§ **Problem to work on**:
Hunt through the entries for the word "frame" and copy each line in which it appears.

§ **Data extracts**:
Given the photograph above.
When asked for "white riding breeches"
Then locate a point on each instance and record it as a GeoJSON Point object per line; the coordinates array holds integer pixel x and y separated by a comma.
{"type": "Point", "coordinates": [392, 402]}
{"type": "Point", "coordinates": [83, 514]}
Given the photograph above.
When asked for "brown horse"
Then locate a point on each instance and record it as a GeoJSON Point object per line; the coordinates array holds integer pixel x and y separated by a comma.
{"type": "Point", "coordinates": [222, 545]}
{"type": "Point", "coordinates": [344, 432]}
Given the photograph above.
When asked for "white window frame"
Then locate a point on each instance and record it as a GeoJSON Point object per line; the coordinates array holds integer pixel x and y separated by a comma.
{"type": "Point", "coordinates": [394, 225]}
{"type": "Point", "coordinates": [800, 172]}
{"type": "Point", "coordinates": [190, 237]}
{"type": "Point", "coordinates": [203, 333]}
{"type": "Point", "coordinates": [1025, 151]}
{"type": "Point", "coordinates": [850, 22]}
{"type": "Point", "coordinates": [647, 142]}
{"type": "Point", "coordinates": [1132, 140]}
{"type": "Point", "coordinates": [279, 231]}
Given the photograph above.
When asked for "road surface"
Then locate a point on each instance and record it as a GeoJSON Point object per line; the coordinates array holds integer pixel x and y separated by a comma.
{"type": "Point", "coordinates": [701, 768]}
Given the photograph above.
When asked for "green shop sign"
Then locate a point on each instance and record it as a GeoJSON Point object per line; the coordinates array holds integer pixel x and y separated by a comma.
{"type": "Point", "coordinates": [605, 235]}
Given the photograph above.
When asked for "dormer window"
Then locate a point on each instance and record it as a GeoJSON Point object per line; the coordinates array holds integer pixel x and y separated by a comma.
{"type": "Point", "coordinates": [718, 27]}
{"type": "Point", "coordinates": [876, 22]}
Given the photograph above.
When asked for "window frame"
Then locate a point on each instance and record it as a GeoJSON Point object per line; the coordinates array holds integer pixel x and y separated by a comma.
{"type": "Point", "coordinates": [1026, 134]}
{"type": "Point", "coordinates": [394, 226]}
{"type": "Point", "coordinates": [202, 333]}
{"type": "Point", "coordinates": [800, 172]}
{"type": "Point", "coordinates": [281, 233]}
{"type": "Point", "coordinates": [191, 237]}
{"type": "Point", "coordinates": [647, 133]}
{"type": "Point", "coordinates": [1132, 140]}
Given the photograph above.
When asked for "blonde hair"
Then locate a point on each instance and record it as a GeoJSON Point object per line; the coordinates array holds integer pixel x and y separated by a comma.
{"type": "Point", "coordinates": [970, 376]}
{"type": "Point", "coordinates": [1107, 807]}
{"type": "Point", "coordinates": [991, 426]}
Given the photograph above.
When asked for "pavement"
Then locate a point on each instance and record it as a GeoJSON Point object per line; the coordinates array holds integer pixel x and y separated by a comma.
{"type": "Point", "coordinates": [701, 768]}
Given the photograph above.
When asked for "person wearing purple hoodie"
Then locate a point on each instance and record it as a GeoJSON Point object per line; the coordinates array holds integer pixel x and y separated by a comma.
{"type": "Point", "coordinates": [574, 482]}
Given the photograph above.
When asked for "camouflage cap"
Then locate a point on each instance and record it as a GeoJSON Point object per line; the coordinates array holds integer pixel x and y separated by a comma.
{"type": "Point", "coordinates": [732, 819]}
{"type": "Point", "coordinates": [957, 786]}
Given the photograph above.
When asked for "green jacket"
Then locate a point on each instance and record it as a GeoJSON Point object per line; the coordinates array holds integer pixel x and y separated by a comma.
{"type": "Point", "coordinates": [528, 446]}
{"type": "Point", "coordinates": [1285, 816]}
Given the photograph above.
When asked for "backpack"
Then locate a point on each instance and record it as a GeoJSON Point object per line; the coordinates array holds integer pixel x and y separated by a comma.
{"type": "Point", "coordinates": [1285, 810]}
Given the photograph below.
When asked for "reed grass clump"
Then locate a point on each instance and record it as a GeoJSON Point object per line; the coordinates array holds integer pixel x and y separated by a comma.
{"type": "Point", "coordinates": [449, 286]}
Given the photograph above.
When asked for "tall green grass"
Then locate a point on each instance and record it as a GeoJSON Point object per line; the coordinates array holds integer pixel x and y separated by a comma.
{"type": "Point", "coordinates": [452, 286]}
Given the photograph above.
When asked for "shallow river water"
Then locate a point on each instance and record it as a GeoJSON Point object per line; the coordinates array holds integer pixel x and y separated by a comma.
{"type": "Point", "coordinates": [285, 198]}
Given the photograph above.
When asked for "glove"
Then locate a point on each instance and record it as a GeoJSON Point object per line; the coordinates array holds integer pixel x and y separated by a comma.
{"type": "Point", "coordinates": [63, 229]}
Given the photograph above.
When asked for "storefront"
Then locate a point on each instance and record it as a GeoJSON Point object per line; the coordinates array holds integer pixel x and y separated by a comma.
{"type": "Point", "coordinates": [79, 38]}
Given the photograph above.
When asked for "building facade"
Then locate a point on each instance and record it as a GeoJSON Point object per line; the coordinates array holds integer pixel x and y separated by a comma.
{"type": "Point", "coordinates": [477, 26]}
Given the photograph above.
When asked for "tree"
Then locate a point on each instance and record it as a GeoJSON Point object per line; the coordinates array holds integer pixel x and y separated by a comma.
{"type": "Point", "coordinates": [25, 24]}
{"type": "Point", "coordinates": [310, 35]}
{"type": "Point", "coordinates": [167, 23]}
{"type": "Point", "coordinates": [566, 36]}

§ **Solution for this exercise**:
When asked for "white window frame"
When asked for "window frame"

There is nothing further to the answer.